===== FUENTE

Un viajero francés, Amédée Moure, presenció la Semana Santa porteña en 1848. En plena época rosista, nuestro viajero se asombra viendo la piedad del pueblo de Buenos Aires, que no tolera que nadie permanezca cubierto o en actitud de poco respeto para con las ceremonias que se desarrollan. Ya en 1825, un inglés que estaba con el sombrero puesto mirando pasar la procesión, fue acuchillado por un soldado fanático, que no vaciló en ultimarlo creyéndolo un sacrílego. Y en 1848, la multitud, que es fiel a Rosas, sigue con una piedad, un poco primitiva tal vez, esas emocionantes ceremonias; en ellas participaban todas las clases sociales: los dirigentes políticos republicanos, los ciudadanos, los paisanos de los suburbios y los negros. Todos seguían con fervor y devoción el gran acontecimiento litúrgico y las iglesias se llenaban de fieles.
Aunque Moure se defiende de antemano diciendo “yo no hago más que narrar, no critico”, no nos extrañemos de que nuestro testigo describa un poco cínicamente estas celebraciones; él es hijo de la Revolución de 1789, educado en una Francia anticatólica, y no comprende las devociones tradicionales porteñas, herederas directas de la piedad española. Por eso es a veces injusto, aunque su testimonio tiene valor documental.
Dice el viajero: “El Jueves Santo tiene lugar una visita oficial a las iglesias de Buenos Aires. Es el Longchamps del país. Por la mañana hay poca gente en misa y el templo está casi desierto, pero por la tarde y hacia la noche el cuadro cambia. Mientras algunos religiosos cantan los himnos sagrados, llegan numerosas damas engalanadas con su belleza y sus riquezas.

==========

» CONSIGNA 1
Enumera las clases sociales que, según el texto sobre la Semana Santa porteña, participaban en las ceremonias de 1848.
» CONSIGNA 2
Prosigue el texto sobre la Semana Santa porteña a partir de su última oración.

===== DATOS PROPORCIONADOS

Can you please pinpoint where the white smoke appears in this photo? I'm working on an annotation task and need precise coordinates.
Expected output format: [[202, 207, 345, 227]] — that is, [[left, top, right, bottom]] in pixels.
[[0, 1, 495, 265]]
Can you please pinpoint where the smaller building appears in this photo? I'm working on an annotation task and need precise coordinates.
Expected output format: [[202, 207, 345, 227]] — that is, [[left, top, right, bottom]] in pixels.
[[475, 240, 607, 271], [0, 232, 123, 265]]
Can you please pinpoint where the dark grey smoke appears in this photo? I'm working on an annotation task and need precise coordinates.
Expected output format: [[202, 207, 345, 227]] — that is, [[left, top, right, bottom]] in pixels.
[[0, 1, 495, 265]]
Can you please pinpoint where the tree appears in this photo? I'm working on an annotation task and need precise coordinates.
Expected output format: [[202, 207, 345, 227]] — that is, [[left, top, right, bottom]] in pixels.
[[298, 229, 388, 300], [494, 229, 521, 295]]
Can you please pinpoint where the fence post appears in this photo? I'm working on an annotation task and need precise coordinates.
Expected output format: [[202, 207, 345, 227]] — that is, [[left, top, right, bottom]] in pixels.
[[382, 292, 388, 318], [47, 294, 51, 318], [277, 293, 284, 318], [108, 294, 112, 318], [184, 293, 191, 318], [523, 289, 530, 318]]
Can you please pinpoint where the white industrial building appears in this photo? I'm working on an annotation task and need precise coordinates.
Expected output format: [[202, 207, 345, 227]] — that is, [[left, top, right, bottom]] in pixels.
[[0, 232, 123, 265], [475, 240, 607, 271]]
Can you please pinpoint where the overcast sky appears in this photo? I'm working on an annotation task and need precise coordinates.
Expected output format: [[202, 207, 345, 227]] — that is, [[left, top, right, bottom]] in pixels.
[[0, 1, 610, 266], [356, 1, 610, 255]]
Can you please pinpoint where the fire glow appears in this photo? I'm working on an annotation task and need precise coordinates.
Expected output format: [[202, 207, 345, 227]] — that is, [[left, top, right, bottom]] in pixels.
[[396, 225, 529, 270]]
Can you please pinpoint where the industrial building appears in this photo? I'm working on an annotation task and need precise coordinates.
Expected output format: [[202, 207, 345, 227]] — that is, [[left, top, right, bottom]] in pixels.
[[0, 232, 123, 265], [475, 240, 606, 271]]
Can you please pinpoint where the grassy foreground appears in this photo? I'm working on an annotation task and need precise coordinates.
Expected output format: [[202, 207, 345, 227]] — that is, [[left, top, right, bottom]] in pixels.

==========

» RESPUESTA 1
Los dirigentes políticos republicanos, los ciudadanos, los paisanos de los suburbios y los negros.

» RESPUESTA 2
“Cada una va a arrodillarse o, mejor dicho, a sentarse sobre una magnífica alfombra, pequeño tapiz que la doncella ha echado sobre el suelo. Las damas son muchas y se apretujan. No se oye por todos lados más que el chasquido del abanico; es un movimiento continuo y lleno de encantos, sobre todo para aquel que, como yo, ha seguido a las señoritas no para rezar sino para contemplarlas, para admirarlas y sorprender en ellas los secretos de su corazón, que traicionan sus ojos.
“Cuanto la ciudad encierra en damas deslumbradoras de lujo y coquetería se ha citado a esta hora en el templo. Nadie sabría describir la riqueza de sus adornos, la elegancia de sus atavíos, donde el buen gusto de la moda francesa se aúna felizmente con el aire especial y lleno de gracia de la andaluza… Los colores brillantes, la seda, el encaje, el terciopelo, se entremezclan el jueves y el sábado a los diamantes y a las pedrerías; el viernes, en señal de duelo, se lleva al negro, pero el lujo nada ha perdido en ello.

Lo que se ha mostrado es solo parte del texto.